Problem description:
Tally the lines of the entries below that contain the string "hair". Give only the number.

Data for processing:
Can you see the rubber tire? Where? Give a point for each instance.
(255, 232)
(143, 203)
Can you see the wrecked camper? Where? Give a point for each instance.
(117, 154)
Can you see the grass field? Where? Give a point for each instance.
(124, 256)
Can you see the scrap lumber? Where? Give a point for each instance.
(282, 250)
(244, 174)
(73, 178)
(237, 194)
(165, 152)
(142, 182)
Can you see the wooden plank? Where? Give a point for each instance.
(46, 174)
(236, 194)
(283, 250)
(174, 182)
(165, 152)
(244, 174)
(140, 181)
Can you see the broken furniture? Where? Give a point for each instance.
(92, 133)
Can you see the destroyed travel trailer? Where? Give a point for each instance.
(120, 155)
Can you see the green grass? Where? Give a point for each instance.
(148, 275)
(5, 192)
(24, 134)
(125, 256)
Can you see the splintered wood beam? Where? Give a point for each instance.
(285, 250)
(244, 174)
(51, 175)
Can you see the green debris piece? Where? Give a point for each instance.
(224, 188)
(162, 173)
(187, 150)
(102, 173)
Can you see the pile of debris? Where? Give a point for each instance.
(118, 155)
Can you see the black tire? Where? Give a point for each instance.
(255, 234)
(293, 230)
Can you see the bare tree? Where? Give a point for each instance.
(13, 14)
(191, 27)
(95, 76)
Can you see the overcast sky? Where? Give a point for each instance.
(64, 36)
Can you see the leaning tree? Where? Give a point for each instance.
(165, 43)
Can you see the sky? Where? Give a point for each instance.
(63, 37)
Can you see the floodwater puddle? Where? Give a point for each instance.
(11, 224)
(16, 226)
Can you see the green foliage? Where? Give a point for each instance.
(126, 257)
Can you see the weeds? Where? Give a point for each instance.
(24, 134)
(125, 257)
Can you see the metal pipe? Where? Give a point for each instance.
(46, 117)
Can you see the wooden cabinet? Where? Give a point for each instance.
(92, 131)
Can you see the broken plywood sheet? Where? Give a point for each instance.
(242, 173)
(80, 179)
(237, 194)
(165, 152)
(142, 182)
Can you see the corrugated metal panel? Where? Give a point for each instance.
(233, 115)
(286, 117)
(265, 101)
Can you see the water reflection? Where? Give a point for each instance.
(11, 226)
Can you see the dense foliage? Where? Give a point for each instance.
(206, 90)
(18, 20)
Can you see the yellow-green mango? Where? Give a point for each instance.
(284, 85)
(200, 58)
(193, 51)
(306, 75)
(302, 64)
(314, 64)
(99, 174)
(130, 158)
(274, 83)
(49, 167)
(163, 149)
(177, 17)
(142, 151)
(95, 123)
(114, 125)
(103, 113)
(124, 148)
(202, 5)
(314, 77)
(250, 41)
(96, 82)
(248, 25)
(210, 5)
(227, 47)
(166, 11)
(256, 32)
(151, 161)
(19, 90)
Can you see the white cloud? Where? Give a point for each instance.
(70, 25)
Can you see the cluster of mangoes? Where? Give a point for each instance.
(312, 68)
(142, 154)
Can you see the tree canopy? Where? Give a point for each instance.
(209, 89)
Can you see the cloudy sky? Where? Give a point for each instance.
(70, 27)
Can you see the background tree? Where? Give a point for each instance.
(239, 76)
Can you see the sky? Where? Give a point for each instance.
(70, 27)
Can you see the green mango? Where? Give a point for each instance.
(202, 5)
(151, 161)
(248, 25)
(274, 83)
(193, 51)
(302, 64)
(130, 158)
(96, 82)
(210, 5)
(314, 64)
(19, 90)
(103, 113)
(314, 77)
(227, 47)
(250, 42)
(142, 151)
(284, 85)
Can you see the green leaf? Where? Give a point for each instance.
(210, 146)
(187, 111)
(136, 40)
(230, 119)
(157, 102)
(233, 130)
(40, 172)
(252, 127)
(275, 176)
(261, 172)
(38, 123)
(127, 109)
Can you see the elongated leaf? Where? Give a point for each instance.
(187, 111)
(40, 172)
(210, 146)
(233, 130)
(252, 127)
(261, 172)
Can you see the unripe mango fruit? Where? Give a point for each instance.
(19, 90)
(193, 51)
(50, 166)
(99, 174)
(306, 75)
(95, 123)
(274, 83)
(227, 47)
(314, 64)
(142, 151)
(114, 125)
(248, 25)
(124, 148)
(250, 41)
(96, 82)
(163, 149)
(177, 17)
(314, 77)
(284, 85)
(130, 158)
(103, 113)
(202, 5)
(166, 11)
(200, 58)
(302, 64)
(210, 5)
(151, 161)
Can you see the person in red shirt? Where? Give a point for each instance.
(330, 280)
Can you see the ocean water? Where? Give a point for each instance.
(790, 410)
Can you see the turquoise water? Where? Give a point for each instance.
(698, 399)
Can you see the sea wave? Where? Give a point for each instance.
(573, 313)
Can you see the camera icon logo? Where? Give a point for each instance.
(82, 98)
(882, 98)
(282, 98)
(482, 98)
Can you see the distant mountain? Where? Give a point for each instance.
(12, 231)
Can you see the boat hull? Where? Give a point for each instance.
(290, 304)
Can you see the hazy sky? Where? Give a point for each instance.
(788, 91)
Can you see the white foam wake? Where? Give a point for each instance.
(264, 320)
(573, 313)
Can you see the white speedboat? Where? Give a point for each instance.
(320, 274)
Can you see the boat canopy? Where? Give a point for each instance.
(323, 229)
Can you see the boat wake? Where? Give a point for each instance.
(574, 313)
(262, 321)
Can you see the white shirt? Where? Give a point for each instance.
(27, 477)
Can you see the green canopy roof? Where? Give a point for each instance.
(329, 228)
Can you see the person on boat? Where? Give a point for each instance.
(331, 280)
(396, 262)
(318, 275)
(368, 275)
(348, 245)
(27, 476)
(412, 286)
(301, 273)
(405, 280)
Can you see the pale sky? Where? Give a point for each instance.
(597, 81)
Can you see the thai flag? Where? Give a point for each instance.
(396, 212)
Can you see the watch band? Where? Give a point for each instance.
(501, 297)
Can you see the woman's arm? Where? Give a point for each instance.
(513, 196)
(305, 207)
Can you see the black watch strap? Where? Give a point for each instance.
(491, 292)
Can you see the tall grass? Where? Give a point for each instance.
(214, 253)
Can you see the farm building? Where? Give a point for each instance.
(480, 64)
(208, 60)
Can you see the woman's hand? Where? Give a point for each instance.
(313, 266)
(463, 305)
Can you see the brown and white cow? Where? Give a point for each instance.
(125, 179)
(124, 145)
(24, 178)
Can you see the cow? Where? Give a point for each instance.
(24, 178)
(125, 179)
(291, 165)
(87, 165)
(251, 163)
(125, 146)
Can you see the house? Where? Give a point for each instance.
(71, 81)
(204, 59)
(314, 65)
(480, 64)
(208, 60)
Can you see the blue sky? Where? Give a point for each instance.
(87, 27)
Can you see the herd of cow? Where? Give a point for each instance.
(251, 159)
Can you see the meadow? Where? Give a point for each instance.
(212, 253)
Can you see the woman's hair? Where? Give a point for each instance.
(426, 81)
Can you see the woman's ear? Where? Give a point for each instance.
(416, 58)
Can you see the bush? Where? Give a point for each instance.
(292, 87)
--
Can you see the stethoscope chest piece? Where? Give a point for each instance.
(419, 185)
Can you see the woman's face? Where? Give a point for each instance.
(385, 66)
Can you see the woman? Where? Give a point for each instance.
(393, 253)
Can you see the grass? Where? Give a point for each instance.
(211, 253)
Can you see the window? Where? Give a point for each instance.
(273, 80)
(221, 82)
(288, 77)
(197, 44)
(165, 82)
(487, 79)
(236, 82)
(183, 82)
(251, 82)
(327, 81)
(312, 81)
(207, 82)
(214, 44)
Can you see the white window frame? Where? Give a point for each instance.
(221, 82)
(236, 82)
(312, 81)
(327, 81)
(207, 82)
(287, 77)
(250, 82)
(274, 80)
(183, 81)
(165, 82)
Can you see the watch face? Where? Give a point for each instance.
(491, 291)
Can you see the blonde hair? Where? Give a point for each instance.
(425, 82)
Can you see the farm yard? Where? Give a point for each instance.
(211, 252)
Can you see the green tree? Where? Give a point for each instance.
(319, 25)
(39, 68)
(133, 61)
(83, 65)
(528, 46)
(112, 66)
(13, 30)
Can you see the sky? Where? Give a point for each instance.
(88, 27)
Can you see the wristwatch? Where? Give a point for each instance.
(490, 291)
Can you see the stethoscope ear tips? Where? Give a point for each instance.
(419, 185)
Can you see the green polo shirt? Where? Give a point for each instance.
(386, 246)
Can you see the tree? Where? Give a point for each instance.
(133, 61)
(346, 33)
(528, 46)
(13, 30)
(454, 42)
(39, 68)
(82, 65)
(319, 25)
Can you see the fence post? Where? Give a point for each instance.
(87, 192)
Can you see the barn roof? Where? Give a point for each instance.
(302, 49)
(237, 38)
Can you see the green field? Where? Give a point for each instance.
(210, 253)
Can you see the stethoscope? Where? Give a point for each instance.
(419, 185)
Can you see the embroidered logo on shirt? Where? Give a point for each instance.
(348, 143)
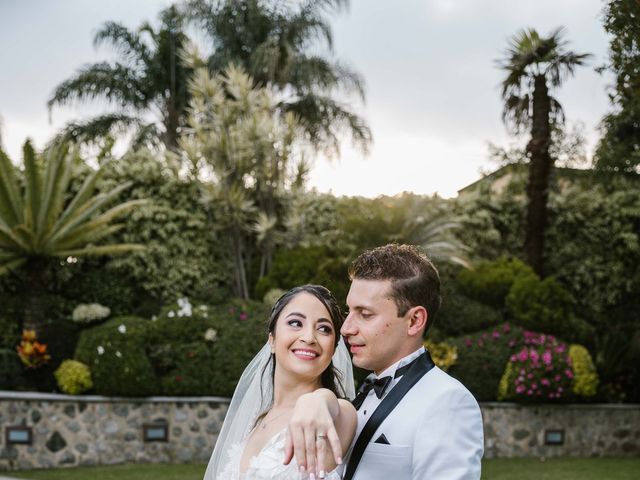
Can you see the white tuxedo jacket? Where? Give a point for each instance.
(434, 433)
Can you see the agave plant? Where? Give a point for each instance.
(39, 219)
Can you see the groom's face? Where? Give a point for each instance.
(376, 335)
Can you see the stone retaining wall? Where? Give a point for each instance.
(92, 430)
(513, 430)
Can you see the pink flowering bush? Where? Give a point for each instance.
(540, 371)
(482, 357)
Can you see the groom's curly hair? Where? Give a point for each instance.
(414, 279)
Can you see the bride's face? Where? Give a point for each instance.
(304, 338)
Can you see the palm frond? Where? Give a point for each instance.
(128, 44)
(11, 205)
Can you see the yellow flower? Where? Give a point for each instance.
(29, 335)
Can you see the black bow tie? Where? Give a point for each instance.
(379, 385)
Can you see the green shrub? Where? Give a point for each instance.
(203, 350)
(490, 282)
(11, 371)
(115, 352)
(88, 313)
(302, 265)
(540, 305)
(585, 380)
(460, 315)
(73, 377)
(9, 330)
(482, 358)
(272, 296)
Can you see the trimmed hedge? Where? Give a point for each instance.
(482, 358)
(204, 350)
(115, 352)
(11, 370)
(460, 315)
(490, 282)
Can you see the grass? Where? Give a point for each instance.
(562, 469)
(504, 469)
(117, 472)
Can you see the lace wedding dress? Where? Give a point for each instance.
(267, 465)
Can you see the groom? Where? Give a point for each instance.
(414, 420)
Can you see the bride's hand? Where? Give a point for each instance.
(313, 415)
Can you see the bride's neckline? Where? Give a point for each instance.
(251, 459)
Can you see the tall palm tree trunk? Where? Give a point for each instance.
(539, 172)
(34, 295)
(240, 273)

Solution to the problem:
3